Governor General of Brazil
- In office 3 January 1558 – 2 March 1572
- Monarch: Sebastian
- Preceded by: Duarte da Costa
- Succeeded by: Lourenço da Veiga

Governor-general of Rio de Janeiro
- In office 1567–1569
- Monarch: Sebastian
- Preceded by: Estácio de Sá
- Succeeded by: Salvador Correia de Sá

Personal details
- Born: c. 1500 Coimbra, Kingdom of Portugal
- Died: 2 March 1572 (aged 71–72) Salvador, Brazil, Portuguese Empire
- Relatives: Francisco de Sá de Miranda (brother)

Military service
- Allegiance: Portuguese Empire
- Battles/wars: Battle of Rio de Janeiro (1558)

= Mem de Sá =

Governor-General of the Portuguese colony of Brazil

Mem de Sá (c. 1500 – 2 March 1572) was a Governor-General of the Portuguese colony of Brazil from 1557 to 1572. He was born in Coimbra, Kingdom of Portugal, around 1500, the year of discovery of Brazil by a naval fleet commanded by Pedro Álvares Cabral.

In the early sixteenth century, Brazil was not a major settled area of the Portuguese empire. The Jesuits had established aldeias in order to evangelize the Brazilian Indians. Portuguese settlers actively enslaved the indigenous populations. Mem de Sá was nominated the third Governor-General of Brazil in 1556, succeeding Duarte da Costa, who was Governor-General from 1553 to 1557. The seat of the government at the time was Salvador, in the present-day state of Bahia.

He was fortunate in securing the support of two important Jesuit priests, Fathers Manuel da Nóbrega (1517-1570) and José de Anchieta (1533-1597), who founded São Paulo, on 25 January 1554, which is today one of the largest metropolises in the world. The Jesuits were stern and persistent missionaries of the Catholic faith with the indigenous people, and their pacification of these warrior societies was one of the most important conquests of Mem de Sá's government. The Jesuits had conflicts with Duarte da Costa, because he supported the plantation owners, who tried to force slavery upon the Indians. Mem de Sá opposed the usury of the Portuguese plantation owners in their trade in Indian slaves and helped the Jesuits expand the number of their aldeias.

§ Collected data:

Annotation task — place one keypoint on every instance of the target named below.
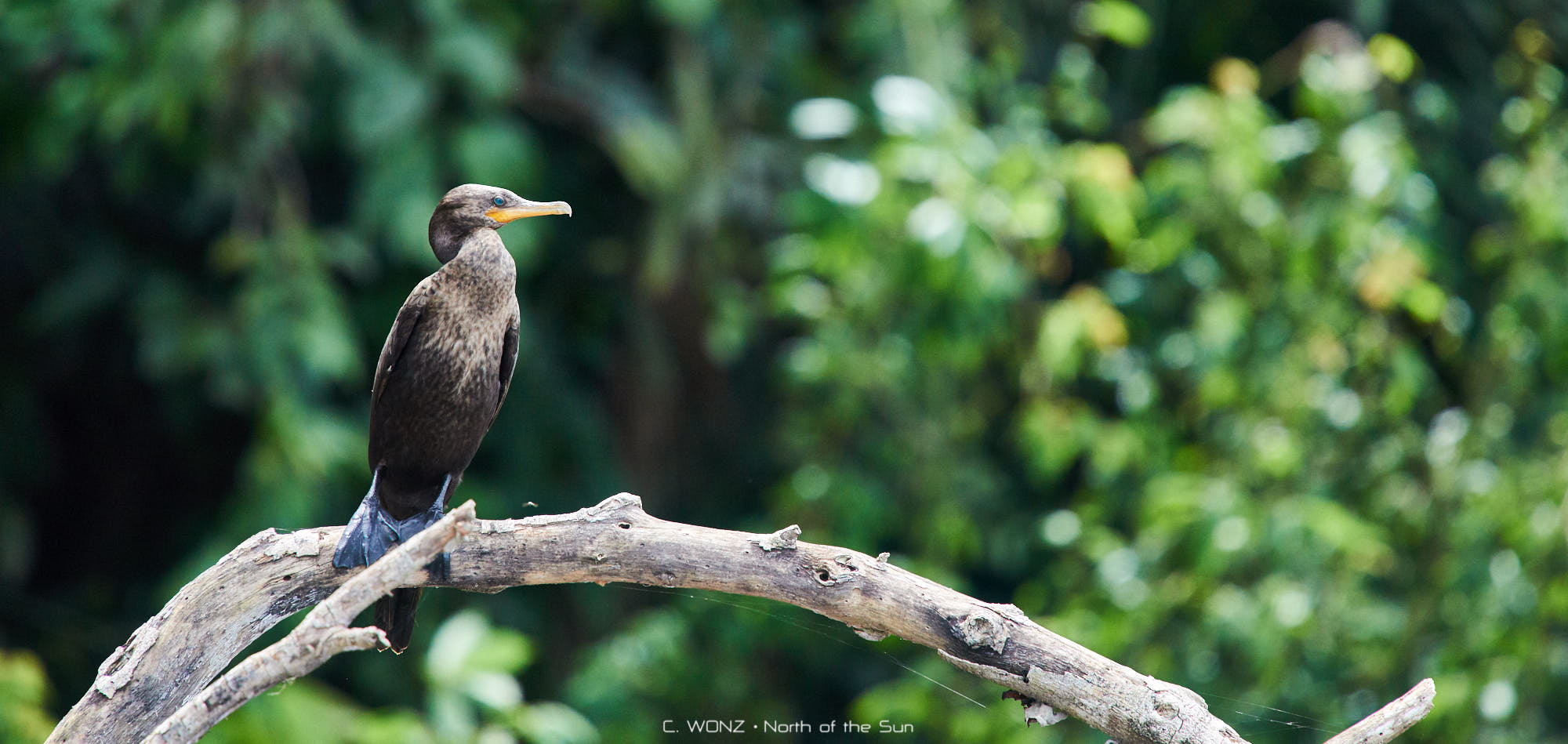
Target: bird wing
(397, 338)
(509, 355)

§ Short problem 1: According to the article on Mem de Sá, on what date did Nóbrega and Anchieta found São Paulo?
§ Short problem 2: Rewrite the part of the Mem de Sá article that opens with the words containing "Governor-general of Rio" and closes with "de Janeiro (1558)", substituting "King Sebastian" for "Sebastian".
§ Short problem 3: Carry on the Mem de Sá article from where it stops.

§ Answer 1: 25 January 1554

§ Answer 2:
Governor-general of Rio de Janeiro
- In office 1567–1569
- Monarch: King Sebastian
- Preceded by: Estácio de Sá
- Succeeded by: Salvador Correia de Sá

Personal details
- Born: c. 1500 Coimbra, Kingdom of Portugal
- Died: 2 March 1572 (aged 71–72) Salvador, Brazil, Portuguese Empire
- Relatives: Francisco de Sá de Miranda (brother)

Military service
- Allegiance: Portuguese Empire
- Battles/wars: Battle of Rio de Janeiro (1558)

§ Answer 3:
Mem de Sá also had an important military and political mission when, in 1560, leading a naval expedition of 26 ships and 2,000 soldiers and sailors, he was sent by the Portuguese crown to attack France Antarctique, a colony founded by Nicolas Durand de Villegaignon, a Catholic French vice-admiral on the site of present-day Rio de Janeiro. Fort Coligny, built by the French colonists on a small island of the Guanabara Bay was destroyed, but Mem de Sá was able to expel definitely the French invaders in 1567 only, with the help of his nephew, Estácio de Sá, who was also the founder of Rio de Janeiro on 1 March 1565. With the help of the Jesuits, Mem de Sá was able to convince the Tamoyo Confederation to withdraw their support to the Frenchmen.

Mem de Sá died on 2 March 1572, in Salvador.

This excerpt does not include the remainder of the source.